* [EXERCISE REQUIREMENTS]:
A. From the FedRAMP boundary write-up, extract the text from "Identity and access" up to and including "all flowing in.", word for word.
B. Summarize the FedRAMP boundary write-up in two sentences.

* [EXCERPT]:
Segment Open

A boundary the team could ship into, not just defend.
The engagement delivered the full set of artifacts a 3PAO would expect to see during readiness review, plus the engineering primitives the client team needed to keep operating inside the boundary after we left.
Terraform module library
A module library covering account scaffolding, IAM federation, KMS topology, EKS cluster baseline, RDS with regulated defaults, Bedrock endpoint configuration, and the centralized logging account. Every module ships a control narrative file. Policy gates (OPA + Sentinel) reject non-regulated services, non-FIPS endpoints, and unsigned container images at plan time.
Identity and access
IAM Identity Center as the only path into the boundary. Role catalog with time-bounded assumption windows. Break-glass procedure documented and rehearsed. Access reviews automated quarterly with output flowing to the logging account.
Logging architecture
Logging account isolated to write-only from production and staging. S3 Object Lock retention configured for 7 years. SIEM (Splunk) integration via PrivateLink, read-only. CloudTrail organization trail, VPC Flow Logs, EKS audit logs, KMS key usage all flowing in.
Pipeline
GitHub Actions self-hosted runners inside the boundary on isolated EKS node groups. Container images built and signed inside the boundary. Bedrock-backed inference workloads deployed via GitOps (Argo CD) with admission control rejecting unsigned images and non-baseline configurations.
Control documentation
SSP-ready control narratives generated from the Terraform module library. Continuous monitoring plan documented. Incident response runbooks rehearsed with the client engineering team. 3PAO readiness pack delivered with the boundary diagram, data flow diagrams, and inherited-service mapping.
The boundary review went on schedule. The procurement is live.
FedRAMP Moderate boundary, ready for 3PAO assessment.
on first-party assessment
matched customer deadline
after boundary lock
The client passed first-party 3PAO readiness review on schedule. The authorization boundary in the SSP matches the architecture diagrams; the architecture diagrams match the Terraform; the Terraform produces the resources the auditor will examine. There is no gap between document and reality, which is the single most common cause of 3PAO findings.

Segment Closed

* [STUDY MATERIAL]:
Segment Open

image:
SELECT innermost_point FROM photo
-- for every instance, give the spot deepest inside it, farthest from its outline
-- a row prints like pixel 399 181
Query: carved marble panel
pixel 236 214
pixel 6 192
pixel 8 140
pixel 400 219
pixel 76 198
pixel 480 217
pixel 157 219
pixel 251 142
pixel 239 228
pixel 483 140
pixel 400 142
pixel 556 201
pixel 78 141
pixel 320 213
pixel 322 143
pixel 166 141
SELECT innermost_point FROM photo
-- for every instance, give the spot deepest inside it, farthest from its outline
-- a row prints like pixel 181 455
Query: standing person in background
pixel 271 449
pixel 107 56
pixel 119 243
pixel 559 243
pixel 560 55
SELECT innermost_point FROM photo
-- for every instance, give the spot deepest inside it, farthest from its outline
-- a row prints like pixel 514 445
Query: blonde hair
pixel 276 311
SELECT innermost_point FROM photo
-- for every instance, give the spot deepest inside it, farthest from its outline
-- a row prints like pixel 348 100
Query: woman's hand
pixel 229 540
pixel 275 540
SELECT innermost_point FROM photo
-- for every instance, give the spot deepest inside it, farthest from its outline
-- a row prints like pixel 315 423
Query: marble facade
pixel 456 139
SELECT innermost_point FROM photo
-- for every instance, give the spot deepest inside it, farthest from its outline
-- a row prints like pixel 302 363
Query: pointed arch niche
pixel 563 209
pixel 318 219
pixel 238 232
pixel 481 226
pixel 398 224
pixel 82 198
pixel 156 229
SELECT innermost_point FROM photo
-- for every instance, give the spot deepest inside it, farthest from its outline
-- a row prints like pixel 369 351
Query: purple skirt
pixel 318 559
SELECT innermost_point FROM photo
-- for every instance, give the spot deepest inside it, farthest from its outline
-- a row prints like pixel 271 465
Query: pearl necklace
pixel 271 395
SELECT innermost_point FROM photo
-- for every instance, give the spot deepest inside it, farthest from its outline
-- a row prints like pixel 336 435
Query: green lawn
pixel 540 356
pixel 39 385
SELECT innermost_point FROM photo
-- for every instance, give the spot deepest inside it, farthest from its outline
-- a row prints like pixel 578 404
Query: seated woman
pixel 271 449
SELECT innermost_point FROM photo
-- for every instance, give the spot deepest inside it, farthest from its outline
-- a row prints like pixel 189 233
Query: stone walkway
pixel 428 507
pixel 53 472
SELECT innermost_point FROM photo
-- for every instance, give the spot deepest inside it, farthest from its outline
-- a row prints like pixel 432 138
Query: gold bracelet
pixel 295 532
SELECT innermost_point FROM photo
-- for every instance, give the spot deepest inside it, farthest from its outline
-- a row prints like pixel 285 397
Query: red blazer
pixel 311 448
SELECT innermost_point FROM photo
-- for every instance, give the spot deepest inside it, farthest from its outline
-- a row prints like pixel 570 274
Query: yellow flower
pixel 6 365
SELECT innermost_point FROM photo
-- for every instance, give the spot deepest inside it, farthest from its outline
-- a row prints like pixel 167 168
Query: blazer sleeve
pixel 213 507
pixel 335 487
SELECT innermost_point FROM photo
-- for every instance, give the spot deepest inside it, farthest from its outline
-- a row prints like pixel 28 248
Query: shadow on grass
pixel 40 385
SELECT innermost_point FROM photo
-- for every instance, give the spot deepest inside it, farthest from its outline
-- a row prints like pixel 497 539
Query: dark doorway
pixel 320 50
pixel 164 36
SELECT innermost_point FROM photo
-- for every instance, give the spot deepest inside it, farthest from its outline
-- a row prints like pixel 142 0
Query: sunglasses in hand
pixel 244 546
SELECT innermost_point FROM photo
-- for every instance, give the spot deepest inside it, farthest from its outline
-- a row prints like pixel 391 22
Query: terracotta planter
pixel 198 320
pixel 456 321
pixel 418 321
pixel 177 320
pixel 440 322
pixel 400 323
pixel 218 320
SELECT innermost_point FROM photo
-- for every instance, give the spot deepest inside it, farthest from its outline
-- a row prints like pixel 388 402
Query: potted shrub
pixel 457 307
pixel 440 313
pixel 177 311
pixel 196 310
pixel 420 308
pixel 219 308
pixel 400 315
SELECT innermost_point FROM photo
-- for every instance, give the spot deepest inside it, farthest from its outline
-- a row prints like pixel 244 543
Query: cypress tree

Segment Closed

* [LIST OF ANSWERS]:
A.
Identity and access
IAM Identity Center as the only path into the boundary. Role catalog with time-bounded assumption windows. Break-glass procedure documented and rehearsed. Access reviews automated quarterly with output flowing to the logging account.
Logging architecture
Logging account isolated to write-only from production and staging. S3 Object Lock retention configured for 7 years. SIEM (Splunk) integration via PrivateLink, read-only. CloudTrail organization trail, VPC Flow Logs, EKS audit logs, KMS key usage all flowing in.

B. The engagement delivered the artifacts a 3PAO would expect during readiness review, along with the engineering pieces the client team needed to keep operating inside the boundary: a Terraform module library with policy gates, identity and access controls, an isolated logging account, a pipeline that builds and signs images inside the boundary, and control documentation. The client passed first-party 3PAO readiness review on schedule, with the SSP boundary, the architecture diagrams, and the Terraform all matching one another.